EXERCISE REQUIREMENTS:
Quote the full listing word for word.

================

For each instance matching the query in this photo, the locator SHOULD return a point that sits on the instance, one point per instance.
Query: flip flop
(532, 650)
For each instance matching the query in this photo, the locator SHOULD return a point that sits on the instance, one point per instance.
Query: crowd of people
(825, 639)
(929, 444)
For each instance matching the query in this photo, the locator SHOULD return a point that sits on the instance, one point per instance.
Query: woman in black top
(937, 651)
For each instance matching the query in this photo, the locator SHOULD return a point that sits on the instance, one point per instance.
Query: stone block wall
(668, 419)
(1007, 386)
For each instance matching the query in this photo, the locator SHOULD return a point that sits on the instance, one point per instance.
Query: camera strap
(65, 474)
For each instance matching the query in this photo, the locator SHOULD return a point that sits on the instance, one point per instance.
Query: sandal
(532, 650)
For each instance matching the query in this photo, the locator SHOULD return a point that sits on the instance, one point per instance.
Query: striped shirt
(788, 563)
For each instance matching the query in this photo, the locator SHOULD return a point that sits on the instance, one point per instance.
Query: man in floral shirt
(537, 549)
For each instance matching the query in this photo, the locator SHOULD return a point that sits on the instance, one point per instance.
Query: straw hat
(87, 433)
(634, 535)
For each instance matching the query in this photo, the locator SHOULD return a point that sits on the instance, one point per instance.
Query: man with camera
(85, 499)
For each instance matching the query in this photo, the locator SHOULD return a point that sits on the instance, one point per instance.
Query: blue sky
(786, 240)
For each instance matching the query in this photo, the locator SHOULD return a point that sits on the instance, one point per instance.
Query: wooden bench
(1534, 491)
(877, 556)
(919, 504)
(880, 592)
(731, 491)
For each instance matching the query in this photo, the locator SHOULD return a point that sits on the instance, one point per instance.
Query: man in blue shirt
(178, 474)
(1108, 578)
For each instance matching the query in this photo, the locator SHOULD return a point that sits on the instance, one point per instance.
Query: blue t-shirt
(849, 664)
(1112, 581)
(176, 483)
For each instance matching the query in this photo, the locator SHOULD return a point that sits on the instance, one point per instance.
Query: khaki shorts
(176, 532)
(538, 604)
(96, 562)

================

TASK RESULT:
For each instance matching the query in this photo, the locator SHOULD return a point that sits on the instance, one point per instance.
Query: flip flop
(532, 650)
For each instance matching the query in this photo, the locator SHOULD return a point that sits on the instance, one point per instance.
Query: crowd of people
(825, 639)
(929, 444)
For each instance matching the query in this photo, the locator SHOULD return a point that sits on the instance, one point per instance.
Query: woman in black top
(937, 651)
For each instance matching the query in this photo, the locator SHOULD return a point that sits on the instance, one point per instance.
Query: stone block wall
(668, 419)
(1007, 386)
For each instance matching the query in this photo, the locator SHOULD return a point that sits on the instance, one point per instance.
Query: camera strap
(65, 474)
For each instance matching the query in this photo, the locator SHOULD return a point that sits on the instance, one point per instance.
Query: sandal
(532, 650)
For each instance matching the query in this photo, the locator SHOULD return a point that sits on the instance, one point per instance.
Query: striped shirt
(788, 563)
For each instance matching the query in this photo, the locator SHOULD return a point that sits on the instance, one point per instance.
Query: man in floral shirt
(537, 549)
For each instance matching the query in this photo, the locator SHOULD return a point that sits on the instance, one point per instance.
Query: straw hat
(87, 433)
(634, 535)
For each instance matching the query in this photo, the locator SHOULD return a point that sits on the instance, one point per instance.
Query: man with camera
(85, 499)
For each instance matching the query in this photo, the locator SHOULD return a point that sits on the instance, one point per instance.
Query: blue sky
(786, 240)
For each instance matching the query in this photo, the locator SHOULD return a point that sits on the instance, one point per instance.
Query: wooden bench
(1534, 491)
(877, 556)
(919, 504)
(880, 592)
(731, 491)
For each instance matching the query in this photo, the locator SHOULD return a point that sits on the instance, one point per instance.
Query: man in blue shirt
(178, 474)
(1108, 578)
For each instance matching the query in this photo, the locator SHOULD return a point that sits on the instance, one point per instance.
Query: blue t-shirt
(849, 664)
(1112, 581)
(176, 483)
For each instance matching the query in this photo, the locator SHOULD return a point that sits on the instance, one point per instance.
Query: khaki shorts
(176, 532)
(538, 604)
(96, 562)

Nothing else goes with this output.